▶ [TEXT]
· · ·

Gold is typically transported by hot, metal‑rich fluids moving through fractures and structures in the crust. Under the right pressures, temperatures and chemical conditions, gold precipitates out of those fluids and becomes concentrated in deposits.
In regions like the Yilgarn Craton, those conditions were exceptionally favourable.
“The gold fertility in parts of Australia is extraordinarily high compared to other parts of the world,” Dr Occhipinti said.
Different parts of Australia host gold for different geological reasons. In some regions, gold formed deep in the crust and was later preserved as rocks that were uplifted and eroded. In others, younger tectonic processes created pathways for fluids to move and deposit gold. The result is no single story but a continent‑wide tapestry of geological opportunity.
Beyond a lucky find
For much of history, gold exploration relied heavily on luck and surface clues. But modern geoscience has overturned the idea that gold is simply a chance find.
“That’s one of the myths because there is a science behind why gold is where it is. That evolution is what we try to understand,” said Dr Occhipinti.
As easily discovered deposits are mined, Australia’s remaining gold resources are increasingly hidden beneath soil, sediment or rock cover. Finding them requires more sophisticated tools and a deeper understanding of geology.
Finding gold faster and with less environmental impact
CSIRO has spent decades developing tools to help industry find high‑quality gold deposits more efficiently and with less environmental disturbance.
One major shift has been moving beyond chemistry alone to focus on mineralogy, where understanding how minerals change around a deposit can be used to guide exploration.
“Sometimes the geochemistry doesn’t change much around a deposit,” said Dr Occhipinti.
“It’s the mineralogy that alters. The elements reorganise themselves into different minerals, and that’s the footprint we can use to point us towards deposits.”
Technologies such as UltraFine+‑based geochemical methods , scanning electron microscopy (SEM) and laser‑induced breakdown spectroscopy (LIBS) have allowed CSIRO and its partners to detect subtle signals associated with gold systems.
The value extends beyond discovery. In operating mines, better mineralogical understanding helps companies model ore bodies more accurately, understand ore variability and improve processing outcomes, lifting the overall value of a deposit.

· · ·

▶ [EXTRACTED MATERIAL]
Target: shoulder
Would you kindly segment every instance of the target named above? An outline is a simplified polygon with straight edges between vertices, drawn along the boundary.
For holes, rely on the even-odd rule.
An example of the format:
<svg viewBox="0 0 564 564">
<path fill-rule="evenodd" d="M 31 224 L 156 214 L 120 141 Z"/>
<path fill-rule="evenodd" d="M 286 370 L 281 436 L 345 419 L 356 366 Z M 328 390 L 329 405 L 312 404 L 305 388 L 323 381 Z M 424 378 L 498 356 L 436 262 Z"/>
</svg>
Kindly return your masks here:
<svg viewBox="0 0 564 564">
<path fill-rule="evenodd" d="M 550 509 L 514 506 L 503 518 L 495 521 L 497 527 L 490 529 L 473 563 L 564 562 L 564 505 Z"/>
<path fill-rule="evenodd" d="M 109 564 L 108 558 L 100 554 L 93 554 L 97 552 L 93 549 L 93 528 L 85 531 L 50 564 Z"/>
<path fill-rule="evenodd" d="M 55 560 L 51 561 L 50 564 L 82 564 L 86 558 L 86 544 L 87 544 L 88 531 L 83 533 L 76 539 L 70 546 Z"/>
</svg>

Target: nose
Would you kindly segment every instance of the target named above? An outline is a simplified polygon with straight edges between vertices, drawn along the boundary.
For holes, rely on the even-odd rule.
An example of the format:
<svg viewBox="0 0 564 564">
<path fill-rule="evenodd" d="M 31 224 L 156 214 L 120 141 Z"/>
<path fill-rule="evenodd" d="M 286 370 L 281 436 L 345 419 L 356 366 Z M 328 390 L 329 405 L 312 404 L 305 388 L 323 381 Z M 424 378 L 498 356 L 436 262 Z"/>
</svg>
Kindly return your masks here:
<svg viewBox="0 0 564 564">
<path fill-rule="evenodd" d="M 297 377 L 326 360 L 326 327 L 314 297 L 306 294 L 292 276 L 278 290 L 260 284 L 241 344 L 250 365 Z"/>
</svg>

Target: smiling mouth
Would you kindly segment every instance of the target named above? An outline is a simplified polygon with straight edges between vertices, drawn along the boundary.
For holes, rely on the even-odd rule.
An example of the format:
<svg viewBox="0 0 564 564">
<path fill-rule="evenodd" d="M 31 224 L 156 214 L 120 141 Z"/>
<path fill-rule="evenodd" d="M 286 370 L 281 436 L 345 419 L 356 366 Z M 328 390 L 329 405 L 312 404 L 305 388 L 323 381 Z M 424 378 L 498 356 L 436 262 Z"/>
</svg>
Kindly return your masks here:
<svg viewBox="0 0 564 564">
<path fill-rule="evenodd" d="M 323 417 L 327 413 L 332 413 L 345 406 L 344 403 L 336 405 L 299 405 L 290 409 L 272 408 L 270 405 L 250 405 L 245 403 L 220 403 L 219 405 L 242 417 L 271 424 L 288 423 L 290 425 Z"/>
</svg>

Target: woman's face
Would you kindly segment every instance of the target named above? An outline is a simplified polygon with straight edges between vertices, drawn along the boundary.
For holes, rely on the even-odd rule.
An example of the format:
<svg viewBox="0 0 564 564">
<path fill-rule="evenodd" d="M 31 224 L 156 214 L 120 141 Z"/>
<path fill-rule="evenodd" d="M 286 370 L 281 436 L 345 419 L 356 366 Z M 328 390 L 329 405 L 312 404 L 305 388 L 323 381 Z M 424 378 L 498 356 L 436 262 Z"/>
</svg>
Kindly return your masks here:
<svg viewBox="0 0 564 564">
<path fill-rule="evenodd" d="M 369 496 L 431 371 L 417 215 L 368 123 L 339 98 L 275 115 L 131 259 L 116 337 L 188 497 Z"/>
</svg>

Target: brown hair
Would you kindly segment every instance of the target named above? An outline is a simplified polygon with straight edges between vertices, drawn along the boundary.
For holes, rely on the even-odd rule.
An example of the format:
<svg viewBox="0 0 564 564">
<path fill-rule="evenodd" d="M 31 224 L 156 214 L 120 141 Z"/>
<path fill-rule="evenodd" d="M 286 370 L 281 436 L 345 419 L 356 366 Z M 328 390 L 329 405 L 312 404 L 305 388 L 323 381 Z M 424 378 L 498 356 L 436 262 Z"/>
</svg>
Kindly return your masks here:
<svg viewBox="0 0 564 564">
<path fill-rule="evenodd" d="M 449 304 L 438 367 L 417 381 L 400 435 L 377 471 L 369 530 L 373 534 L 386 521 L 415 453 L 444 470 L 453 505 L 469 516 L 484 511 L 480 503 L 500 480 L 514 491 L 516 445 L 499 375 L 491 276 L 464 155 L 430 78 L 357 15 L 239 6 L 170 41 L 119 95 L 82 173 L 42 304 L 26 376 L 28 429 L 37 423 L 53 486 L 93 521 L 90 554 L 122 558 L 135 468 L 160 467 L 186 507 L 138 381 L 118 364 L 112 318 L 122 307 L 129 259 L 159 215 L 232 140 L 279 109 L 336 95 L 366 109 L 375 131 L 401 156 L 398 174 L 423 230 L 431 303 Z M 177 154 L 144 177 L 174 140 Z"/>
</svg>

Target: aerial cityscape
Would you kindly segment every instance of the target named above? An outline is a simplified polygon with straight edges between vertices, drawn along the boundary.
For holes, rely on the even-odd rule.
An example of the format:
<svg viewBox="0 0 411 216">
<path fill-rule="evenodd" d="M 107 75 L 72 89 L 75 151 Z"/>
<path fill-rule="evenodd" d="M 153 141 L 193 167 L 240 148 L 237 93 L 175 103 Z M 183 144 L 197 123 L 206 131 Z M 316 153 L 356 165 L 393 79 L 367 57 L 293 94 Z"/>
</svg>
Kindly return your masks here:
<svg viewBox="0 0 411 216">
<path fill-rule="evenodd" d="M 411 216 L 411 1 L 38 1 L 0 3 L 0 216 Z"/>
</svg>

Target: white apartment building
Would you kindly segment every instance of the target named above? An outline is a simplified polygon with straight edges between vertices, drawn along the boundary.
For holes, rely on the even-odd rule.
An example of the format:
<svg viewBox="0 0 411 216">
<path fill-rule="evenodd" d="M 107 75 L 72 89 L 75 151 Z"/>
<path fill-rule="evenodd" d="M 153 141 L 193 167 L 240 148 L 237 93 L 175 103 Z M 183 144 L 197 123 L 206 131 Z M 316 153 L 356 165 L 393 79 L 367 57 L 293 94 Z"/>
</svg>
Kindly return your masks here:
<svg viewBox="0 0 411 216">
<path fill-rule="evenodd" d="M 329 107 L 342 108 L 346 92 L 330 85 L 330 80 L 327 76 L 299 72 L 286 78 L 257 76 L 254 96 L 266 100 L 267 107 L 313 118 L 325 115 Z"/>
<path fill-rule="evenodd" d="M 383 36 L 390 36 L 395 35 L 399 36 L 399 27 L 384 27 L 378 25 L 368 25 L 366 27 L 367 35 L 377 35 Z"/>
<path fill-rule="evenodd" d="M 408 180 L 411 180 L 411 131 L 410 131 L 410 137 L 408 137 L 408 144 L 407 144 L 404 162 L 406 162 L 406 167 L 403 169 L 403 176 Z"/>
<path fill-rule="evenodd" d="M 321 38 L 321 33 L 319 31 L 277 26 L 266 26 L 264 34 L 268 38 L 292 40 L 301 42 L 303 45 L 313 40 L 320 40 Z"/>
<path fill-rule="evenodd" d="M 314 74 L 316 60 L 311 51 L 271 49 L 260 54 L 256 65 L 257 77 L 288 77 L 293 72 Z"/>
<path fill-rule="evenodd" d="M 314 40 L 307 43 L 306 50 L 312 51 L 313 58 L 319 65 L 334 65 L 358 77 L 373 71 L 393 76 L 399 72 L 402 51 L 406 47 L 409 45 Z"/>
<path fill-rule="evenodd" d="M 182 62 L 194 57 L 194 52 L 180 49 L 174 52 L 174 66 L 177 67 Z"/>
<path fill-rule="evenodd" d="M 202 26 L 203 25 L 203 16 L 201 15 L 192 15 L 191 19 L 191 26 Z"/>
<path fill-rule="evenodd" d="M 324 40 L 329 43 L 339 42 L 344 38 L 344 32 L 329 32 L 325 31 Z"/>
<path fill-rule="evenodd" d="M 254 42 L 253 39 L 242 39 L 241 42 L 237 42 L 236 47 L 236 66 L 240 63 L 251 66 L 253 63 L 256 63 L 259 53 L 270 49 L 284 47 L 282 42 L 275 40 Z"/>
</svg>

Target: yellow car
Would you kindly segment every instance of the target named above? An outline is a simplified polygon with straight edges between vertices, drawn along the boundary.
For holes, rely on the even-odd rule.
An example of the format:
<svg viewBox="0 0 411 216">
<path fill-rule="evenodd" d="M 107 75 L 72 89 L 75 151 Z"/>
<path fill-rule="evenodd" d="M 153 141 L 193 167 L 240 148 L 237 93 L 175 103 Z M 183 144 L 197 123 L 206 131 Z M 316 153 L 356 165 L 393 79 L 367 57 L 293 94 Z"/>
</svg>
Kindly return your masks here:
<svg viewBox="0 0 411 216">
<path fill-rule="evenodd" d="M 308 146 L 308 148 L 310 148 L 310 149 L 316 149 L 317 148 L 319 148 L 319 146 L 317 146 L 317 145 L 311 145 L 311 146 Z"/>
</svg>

· · ·

▶ [CHECK YOUR UNDERSTANDING]
#1 Answer these questions about the text on Australian gold, one answer per line, marked the same way.
(a) Which region does the text say had exceptionally favorable conditions for gold?
(b) When the geochemistry around a deposit changes little, what does Dr Occhipinti say alters instead?
(c) Which three technologies does the text name for detecting subtle signals associated with gold systems?
#2 Duplicate the passage of the text on Australian gold starting with "One major shift" and going on through "to guide exploration.".
#3 Write the next part of the text on Australian gold, continuing from its last sentence.

▶ [RESULTS IN ORDER]
#1
(a) The Yilgarn Craton.
(b) The mineralogy.
(c) UltraFine+‑based geochemical methods, scanning electron microscopy (SEM) and laser‑induced breakdown spectroscopy (LIBS).

#2
One major shift has been moving beyond chemistry alone to focus on mineralogy, where understanding how minerals change around a deposit can be used to guide exploration.

#3
Finding gold can unlock critical minerals
Gold is often discussed separately from critical minerals but underground they are frequently linked.
“Sometimes gold is associated with critical minerals,” said Dr Occhipinti.
“If you look at the Victorian goldfields, there’s a lot of arsenic associated with gold. But we didn’t look for those deposits to find arsenic. We looked for gold.”
Rather than forming economic deposits on their own, many critical mineral elements occur within larger mineral systems.
“Critical minerals are mostly by‑products and co‑products of other commodities such as gold,” she said.
Gold’s strong economics can therefore play an enabling role, allowing critical minerals to be recovered where they occur together. In this way, gold enhances Australia’s broader resource capability rather than competing with critical minerals.
The next frontier for gold exploration
Despite its long history, gold exploration still faces major challenges, particularly exploring beneath cover and at depth.
“Exploring beneath consolidated cover at scale brings significant challenges,” said Dr Occhipinti.
Future progress will depend on integrating multiple data types – geophysics, geochemistry, mineralogy and modelling through time – into unified exploration frameworks. It will also require collaboration.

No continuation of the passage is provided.